What you are asked to do – Extract every line of the records below and reproduce each one word for word, with no changes.

Records to use –
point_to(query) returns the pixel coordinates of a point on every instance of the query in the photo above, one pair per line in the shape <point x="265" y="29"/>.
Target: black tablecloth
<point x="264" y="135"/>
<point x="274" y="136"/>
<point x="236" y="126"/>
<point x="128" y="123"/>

Complete answer –
point_to(query) returns the pixel coordinates of a point on every instance of the query in the photo above, one pair per line in the shape <point x="265" y="29"/>.
Target: black tablecloth
<point x="264" y="135"/>
<point x="274" y="136"/>
<point x="236" y="126"/>
<point x="128" y="123"/>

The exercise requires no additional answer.